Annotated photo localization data
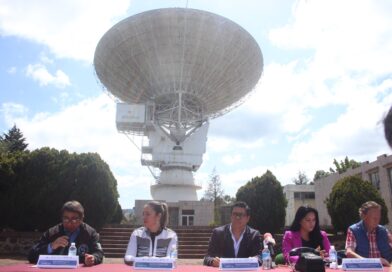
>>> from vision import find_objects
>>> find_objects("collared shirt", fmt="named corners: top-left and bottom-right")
top-left (229, 224), bottom-right (246, 257)
top-left (346, 228), bottom-right (392, 258)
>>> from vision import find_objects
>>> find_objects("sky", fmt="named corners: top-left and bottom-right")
top-left (1, 0), bottom-right (392, 209)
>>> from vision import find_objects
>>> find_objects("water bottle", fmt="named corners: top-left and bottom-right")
top-left (261, 245), bottom-right (271, 270)
top-left (170, 244), bottom-right (178, 259)
top-left (68, 242), bottom-right (77, 256)
top-left (329, 245), bottom-right (337, 269)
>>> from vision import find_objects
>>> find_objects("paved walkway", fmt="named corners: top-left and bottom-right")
top-left (0, 255), bottom-right (203, 266)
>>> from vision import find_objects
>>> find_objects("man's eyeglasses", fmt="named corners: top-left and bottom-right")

> **Problem to solve**:
The answer must be the entries above, printed exactly, with no pictures.

> **Answer space**:
>>> from vision import find_objects
>>> find_objects("collared shirt", fmt="named corners: top-left and bottom-right")
top-left (229, 224), bottom-right (246, 257)
top-left (346, 228), bottom-right (392, 258)
>>> from vision import find_objects
>>> find_objects("sky", fmt="named corners: top-left and bottom-right")
top-left (1, 0), bottom-right (392, 209)
>>> from vision import find_objects
>>> find_objects("water bottle", fmt="named corners: top-left and bottom-right")
top-left (261, 245), bottom-right (271, 270)
top-left (170, 244), bottom-right (178, 259)
top-left (68, 242), bottom-right (77, 256)
top-left (329, 245), bottom-right (337, 269)
>>> from vision import find_objects
>>> find_objects("paved walkway", fmt="named corners: top-left and bottom-right")
top-left (0, 255), bottom-right (203, 266)
>>> from vision import find_objects
>>> find_objects("man's eyeglasses", fmt="named corners: top-left and bottom-right")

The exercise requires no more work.